Requirements —
Copy out all of the data below with no alterations.

(Entries from a dataset)

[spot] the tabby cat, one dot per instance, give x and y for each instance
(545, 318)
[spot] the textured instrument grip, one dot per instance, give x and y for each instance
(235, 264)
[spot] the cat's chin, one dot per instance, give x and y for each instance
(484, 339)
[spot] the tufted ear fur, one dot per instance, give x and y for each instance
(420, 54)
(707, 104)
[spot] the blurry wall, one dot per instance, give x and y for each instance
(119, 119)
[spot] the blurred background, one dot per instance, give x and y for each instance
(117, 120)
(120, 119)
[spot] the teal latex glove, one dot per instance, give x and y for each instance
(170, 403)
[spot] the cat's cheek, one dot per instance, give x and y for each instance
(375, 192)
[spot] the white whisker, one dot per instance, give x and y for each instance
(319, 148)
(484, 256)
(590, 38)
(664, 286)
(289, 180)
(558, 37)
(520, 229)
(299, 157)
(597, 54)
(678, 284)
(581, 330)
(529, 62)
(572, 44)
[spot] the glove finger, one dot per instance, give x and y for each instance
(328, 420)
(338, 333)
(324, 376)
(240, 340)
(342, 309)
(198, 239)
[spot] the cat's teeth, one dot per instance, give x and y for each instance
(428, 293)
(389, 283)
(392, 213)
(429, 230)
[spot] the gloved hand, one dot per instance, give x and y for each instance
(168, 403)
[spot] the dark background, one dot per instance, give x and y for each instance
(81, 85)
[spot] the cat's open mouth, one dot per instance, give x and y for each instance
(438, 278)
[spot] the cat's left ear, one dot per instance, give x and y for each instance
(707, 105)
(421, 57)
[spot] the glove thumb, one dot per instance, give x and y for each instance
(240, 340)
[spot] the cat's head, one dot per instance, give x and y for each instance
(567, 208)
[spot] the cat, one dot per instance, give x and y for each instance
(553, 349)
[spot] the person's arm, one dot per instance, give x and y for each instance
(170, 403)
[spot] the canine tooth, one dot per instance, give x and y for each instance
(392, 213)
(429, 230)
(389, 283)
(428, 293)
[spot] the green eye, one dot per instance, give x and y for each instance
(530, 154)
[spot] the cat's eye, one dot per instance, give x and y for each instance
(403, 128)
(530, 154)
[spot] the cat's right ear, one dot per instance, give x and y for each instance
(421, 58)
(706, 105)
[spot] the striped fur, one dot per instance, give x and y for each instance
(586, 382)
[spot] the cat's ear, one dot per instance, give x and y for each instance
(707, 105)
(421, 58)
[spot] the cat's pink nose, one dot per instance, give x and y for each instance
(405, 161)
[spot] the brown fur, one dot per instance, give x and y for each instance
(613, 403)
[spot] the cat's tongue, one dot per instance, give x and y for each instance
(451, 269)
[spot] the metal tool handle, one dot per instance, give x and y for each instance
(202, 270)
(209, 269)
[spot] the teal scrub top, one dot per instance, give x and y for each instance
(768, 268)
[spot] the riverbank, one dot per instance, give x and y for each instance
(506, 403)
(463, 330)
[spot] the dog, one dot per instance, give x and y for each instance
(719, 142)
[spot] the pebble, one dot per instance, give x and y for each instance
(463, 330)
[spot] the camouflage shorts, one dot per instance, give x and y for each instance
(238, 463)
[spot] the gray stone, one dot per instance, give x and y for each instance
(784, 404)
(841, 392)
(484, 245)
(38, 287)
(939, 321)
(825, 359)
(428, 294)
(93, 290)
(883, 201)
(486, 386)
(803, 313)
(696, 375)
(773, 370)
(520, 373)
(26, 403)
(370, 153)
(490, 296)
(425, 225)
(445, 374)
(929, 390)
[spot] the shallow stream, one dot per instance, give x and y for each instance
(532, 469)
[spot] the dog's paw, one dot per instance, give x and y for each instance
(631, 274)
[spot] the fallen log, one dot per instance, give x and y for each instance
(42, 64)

Result —
[spot] the tabby cat, one dot per instance, give x and y for each instance
(545, 318)
[spot] the textured instrument grip, one dot per instance, give x and y for each instance
(235, 264)
[spot] the cat's chin, one dot per instance, give x and y for each instance
(484, 339)
[spot] the tufted ear fur, one dot per instance, give x and y for each instance
(420, 54)
(707, 104)
[spot] the blurry wall, one dot per instance, give x and y for each instance
(119, 119)
[spot] the blurred background, one dot per instance, give x and y for each instance
(117, 120)
(120, 119)
[spot] the teal latex glove, one dot per instance, give x and y for each instance
(170, 403)
[spot] the cat's cheek, one dot per instance, give x and y for each instance
(375, 192)
[spot] the white whisker, one dot per instance, give x and y for each instance
(319, 148)
(484, 256)
(590, 38)
(664, 286)
(289, 180)
(558, 37)
(520, 229)
(299, 157)
(597, 54)
(678, 284)
(581, 330)
(529, 62)
(572, 44)
[spot] the glove finger, one dot per instance, give x and y for each instance
(328, 420)
(338, 333)
(324, 376)
(240, 340)
(342, 309)
(198, 239)
[spot] the cat's teeth, one dot per instance, give x and y for each instance
(428, 293)
(389, 283)
(392, 213)
(429, 230)
[spot] the gloved hand, one dot per instance, give x and y for each instance
(168, 403)
[spot] the dark background, one dot per instance, give x and y for each instance
(81, 85)
[spot] the cat's open mouth, one dot per instance, give x and y for each instance
(438, 278)
[spot] the cat's left ear, one dot per instance, give x and y for each instance
(707, 105)
(421, 57)
[spot] the glove thumb, one dot per instance, give x and y for each instance
(240, 340)
[spot] the cat's head, one dot per instance, give x and y for each instance
(567, 208)
[spot] the cat, one dot per instance, give x and y for each instance
(553, 349)
[spot] the person's arm, one dot per instance, give x and y for each instance
(170, 403)
[spot] the canine tooth, one dot per instance, give x and y for each instance
(392, 213)
(429, 230)
(389, 283)
(428, 293)
[spot] the green eye, one dot per instance, give x and y for each instance
(530, 154)
[spot] the cat's eye, one dot per instance, give x and y for each instance
(403, 128)
(530, 154)
[spot] the cat's right ear, one dot per instance, give x and y for each instance
(421, 58)
(706, 105)
[spot] the striped fur, one dot per instance, give x and y for each instance
(586, 382)
[spot] the cat's ear, one dot per instance, give x and y for each instance
(707, 105)
(421, 58)
[spot] the cat's pink nose, one dot per instance, give x and y for each instance
(405, 161)
[spot] the brown fur, one dot per instance, give x and y for each instance
(613, 403)
[spot] the cat's tongue, one dot per instance, give x and y for each instance
(451, 269)
[spot] the metal tool handle, one dot per instance, give x and y for each instance
(202, 270)
(209, 269)
[spot] the teal scrub top, one dot per instance, give x and y for each instance
(768, 268)
[spot] the riverbank, one dot per instance, give x and y for each instance
(506, 403)
(463, 330)
[spot] the dog, one dot per instance, give x and y for each instance
(719, 142)
[spot] the pebble, one dot per instance, give x and y for each instance
(463, 330)
[spot] the camouflage shorts, one dot per instance, give x and y for each instance
(238, 463)
[spot] the gray stone, one dot per instance, give x and y for each instance
(784, 404)
(841, 392)
(484, 245)
(38, 287)
(939, 321)
(825, 359)
(428, 294)
(93, 290)
(883, 201)
(486, 386)
(803, 313)
(696, 375)
(773, 370)
(520, 373)
(26, 403)
(370, 153)
(490, 296)
(425, 225)
(445, 374)
(929, 390)
[spot] the shallow stream, one dot per instance, give x and y for each instance
(532, 469)
[spot] the dog's paw, one dot per instance, give x and y for each instance
(631, 274)
[spot] the fallen log, one dot per instance, give x and y for each instance
(42, 64)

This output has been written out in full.